:: Your goal ::
Copy out the lines from the one containing "Q: innermost point of each instance of the purple lavender" through the last line, requests included, shifting both numbers of every pixel coordinate in the answers up by 100.

:: Record excerpts ::
▽
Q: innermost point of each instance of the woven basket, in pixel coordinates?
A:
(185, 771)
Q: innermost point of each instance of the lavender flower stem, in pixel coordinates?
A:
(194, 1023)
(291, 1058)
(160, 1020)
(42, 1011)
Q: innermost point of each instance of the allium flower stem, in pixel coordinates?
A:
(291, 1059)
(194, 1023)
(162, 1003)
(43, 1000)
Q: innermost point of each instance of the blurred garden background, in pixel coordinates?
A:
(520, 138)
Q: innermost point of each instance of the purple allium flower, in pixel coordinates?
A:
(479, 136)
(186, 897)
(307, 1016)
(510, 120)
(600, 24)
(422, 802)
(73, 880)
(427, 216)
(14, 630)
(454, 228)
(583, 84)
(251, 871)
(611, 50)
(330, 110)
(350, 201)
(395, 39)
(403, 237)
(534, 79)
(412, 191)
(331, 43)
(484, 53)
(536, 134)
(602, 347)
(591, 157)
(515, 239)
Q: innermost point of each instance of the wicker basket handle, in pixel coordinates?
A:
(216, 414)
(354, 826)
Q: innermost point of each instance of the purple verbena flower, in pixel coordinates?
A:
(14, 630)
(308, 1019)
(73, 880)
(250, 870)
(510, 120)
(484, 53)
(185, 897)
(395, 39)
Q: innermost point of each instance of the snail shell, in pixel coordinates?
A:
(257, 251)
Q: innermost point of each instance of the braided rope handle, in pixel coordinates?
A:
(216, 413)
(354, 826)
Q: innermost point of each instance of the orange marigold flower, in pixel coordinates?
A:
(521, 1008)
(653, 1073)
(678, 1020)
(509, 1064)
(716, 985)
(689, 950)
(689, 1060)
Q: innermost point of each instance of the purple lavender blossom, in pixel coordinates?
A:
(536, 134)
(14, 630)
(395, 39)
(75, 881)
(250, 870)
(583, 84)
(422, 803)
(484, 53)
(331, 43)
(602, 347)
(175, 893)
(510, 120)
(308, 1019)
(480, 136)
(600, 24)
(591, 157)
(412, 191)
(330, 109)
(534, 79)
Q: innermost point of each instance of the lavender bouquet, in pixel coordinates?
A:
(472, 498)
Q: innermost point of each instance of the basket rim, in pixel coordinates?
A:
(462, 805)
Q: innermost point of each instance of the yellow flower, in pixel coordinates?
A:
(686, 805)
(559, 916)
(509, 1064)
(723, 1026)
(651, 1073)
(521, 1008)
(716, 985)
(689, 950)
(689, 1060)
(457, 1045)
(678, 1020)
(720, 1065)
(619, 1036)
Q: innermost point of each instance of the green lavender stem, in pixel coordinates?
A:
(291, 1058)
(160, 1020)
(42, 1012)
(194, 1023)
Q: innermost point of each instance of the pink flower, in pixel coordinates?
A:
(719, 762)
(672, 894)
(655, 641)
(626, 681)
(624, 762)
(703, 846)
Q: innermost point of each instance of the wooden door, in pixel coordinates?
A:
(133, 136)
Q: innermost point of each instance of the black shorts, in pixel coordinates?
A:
△
:: Exercise result ::
Q: innermost point of each instance of the purple lavender blossom, in pixel coordinates?
A:
(636, 234)
(114, 730)
(495, 139)
(175, 981)
(350, 970)
(683, 184)
(522, 903)
(584, 153)
(431, 143)
(702, 447)
(275, 993)
(610, 220)
(408, 1119)
(580, 236)
(700, 124)
(691, 257)
(512, 291)
(430, 209)
(634, 179)
Q: innermost point of each instance of the lavender bouquet, in pixel coordinates?
A:
(572, 598)
Q: innermost point of each instance of the basket rim, in pixel coordinates?
A:
(562, 905)
Q: innermost point of each instance of the yellow flower, in pixel coordinates?
A:
(786, 905)
(659, 1016)
(609, 1164)
(823, 1126)
(751, 1173)
(621, 1108)
(816, 1085)
(789, 1050)
(789, 1160)
(557, 1145)
(778, 1120)
(820, 1165)
(719, 1136)
Q: innermost point of each instance of the green lavender stem, in pixel coordinates?
A:
(391, 1158)
(260, 1120)
(142, 1112)
(294, 1123)
Q: innermost point of each instance of the pink flower, in pixel coordinates?
A:
(819, 862)
(772, 994)
(755, 741)
(726, 781)
(724, 862)
(803, 946)
Q: innermost point of each instance of the wooden door, in pixel coordinates?
A:
(233, 236)
Q: innermost point of each instance of the black shorts, in pixel coordinates?
A:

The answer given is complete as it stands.